Task instructions:
Please output everything from the line containing "Q. Locate the back" down to the line containing "pixel 18 180", both included, as a Markdown table with two columns, Row and Line. Number each row and leave out blank lines.
□ □ □ □ □
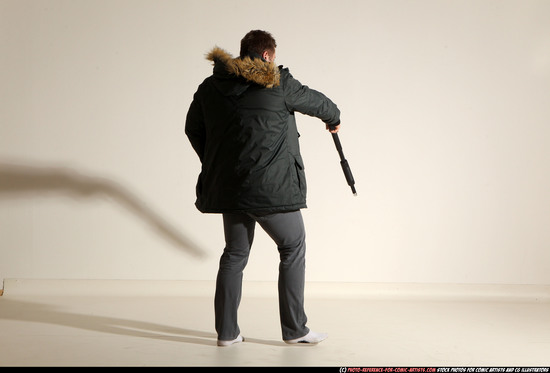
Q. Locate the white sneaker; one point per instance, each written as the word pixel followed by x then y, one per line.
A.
pixel 310 337
pixel 239 339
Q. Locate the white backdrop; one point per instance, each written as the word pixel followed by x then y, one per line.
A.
pixel 445 123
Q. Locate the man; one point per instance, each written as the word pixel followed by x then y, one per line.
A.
pixel 242 126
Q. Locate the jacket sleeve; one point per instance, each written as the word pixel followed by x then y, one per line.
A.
pixel 194 126
pixel 308 101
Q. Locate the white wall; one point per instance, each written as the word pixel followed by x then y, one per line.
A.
pixel 445 111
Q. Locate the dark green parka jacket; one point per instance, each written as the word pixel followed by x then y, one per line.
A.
pixel 242 126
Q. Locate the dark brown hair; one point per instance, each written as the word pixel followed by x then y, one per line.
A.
pixel 256 42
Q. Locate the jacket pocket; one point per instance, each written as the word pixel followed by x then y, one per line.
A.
pixel 300 175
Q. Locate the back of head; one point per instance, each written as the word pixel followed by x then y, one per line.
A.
pixel 256 42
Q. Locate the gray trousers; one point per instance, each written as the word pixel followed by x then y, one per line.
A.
pixel 288 232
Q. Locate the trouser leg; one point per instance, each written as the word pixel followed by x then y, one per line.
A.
pixel 288 232
pixel 239 234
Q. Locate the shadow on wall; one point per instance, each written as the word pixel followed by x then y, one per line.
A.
pixel 18 180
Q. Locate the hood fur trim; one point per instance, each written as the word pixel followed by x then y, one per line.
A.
pixel 252 69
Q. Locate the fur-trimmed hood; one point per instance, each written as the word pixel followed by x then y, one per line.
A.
pixel 255 70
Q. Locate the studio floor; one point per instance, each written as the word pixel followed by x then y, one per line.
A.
pixel 364 331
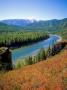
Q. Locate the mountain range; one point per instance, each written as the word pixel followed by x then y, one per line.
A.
pixel 25 24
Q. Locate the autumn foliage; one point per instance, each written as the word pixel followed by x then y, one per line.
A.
pixel 50 74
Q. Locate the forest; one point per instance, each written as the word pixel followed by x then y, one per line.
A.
pixel 17 39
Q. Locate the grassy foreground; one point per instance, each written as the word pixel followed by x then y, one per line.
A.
pixel 45 75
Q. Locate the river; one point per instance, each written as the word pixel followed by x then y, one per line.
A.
pixel 33 49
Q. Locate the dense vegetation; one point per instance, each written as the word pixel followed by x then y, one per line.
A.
pixel 53 26
pixel 17 39
pixel 45 75
pixel 41 55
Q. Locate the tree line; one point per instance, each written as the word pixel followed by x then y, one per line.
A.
pixel 17 39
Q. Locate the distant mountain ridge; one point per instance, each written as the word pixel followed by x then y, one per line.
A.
pixel 18 22
pixel 25 24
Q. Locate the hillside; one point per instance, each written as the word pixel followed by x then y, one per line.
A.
pixel 52 26
pixel 45 75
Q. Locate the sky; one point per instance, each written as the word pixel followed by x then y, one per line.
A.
pixel 33 9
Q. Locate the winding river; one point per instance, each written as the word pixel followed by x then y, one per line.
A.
pixel 33 49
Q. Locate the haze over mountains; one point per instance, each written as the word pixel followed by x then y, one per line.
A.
pixel 15 24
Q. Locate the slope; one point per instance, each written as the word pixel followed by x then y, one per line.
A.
pixel 45 75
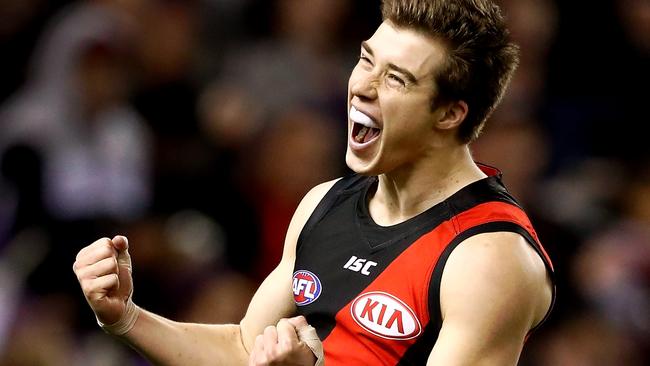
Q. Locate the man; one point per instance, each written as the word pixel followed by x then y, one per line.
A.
pixel 421 257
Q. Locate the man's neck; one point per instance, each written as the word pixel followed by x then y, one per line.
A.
pixel 411 190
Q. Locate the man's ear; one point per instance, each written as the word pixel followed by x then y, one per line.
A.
pixel 452 115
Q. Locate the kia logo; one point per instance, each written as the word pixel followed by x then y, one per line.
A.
pixel 386 316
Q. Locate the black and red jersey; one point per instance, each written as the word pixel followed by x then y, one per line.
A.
pixel 372 292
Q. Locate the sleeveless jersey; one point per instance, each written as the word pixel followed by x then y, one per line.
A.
pixel 372 292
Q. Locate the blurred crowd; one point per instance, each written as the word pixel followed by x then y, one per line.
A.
pixel 194 127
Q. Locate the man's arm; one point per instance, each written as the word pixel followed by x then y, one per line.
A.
pixel 494 289
pixel 166 342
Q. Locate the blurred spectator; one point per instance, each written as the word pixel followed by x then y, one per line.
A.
pixel 613 269
pixel 72 113
pixel 296 151
pixel 75 156
pixel 302 63
pixel 584 341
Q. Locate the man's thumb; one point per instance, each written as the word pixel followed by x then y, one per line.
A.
pixel 121 243
pixel 298 322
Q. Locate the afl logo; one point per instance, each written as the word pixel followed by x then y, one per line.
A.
pixel 385 316
pixel 306 287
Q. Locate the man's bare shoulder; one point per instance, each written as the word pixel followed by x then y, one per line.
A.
pixel 495 288
pixel 503 272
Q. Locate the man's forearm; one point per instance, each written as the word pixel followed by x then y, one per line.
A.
pixel 166 342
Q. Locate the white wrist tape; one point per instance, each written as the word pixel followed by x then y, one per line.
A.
pixel 310 337
pixel 125 323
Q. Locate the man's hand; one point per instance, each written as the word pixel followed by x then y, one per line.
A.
pixel 282 345
pixel 104 272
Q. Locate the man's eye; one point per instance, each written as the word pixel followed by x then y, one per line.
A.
pixel 396 79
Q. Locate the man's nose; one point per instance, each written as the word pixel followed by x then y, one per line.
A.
pixel 365 86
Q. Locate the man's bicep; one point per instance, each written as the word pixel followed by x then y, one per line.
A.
pixel 272 302
pixel 494 290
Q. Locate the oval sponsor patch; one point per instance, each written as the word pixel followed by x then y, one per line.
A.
pixel 385 315
pixel 306 287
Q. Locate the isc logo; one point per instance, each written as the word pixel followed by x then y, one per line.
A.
pixel 359 265
pixel 385 315
pixel 306 287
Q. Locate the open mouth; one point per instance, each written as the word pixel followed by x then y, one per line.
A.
pixel 364 128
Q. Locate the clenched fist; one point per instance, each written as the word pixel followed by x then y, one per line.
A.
pixel 104 272
pixel 286 344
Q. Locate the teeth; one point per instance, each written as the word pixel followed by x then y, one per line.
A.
pixel 362 133
pixel 361 118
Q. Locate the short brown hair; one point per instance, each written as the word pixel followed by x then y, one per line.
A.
pixel 480 57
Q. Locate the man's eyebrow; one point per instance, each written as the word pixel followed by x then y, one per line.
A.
pixel 407 74
pixel 367 48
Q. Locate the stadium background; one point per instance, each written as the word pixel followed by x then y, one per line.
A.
pixel 195 126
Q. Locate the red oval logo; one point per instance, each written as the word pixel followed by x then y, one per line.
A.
pixel 386 316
□ □ □ □ □
Output of the exercise:
| Row | Line |
|---|---|
| 1 | Q. Locate the back of head; one point per instance, each written as the word pixel followed by x then y, one per line. |
| 2 | A. |
| 3 | pixel 256 42 |
| 4 | Q. Locate the gray trousers; one point per instance, each written as the word pixel followed by x then y, one per line. |
| 5 | A. |
| 6 | pixel 288 232 |
| 7 | Q. Locate the trouser leg; one point per instance, each written as the word pixel followed by x then y, one per line. |
| 8 | A. |
| 9 | pixel 288 232 |
| 10 | pixel 239 234 |
| 11 | Q. Locate the shadow on wall; one point per instance, each written as the word pixel followed by x then y, one per line. |
| 12 | A. |
| 13 | pixel 18 180 |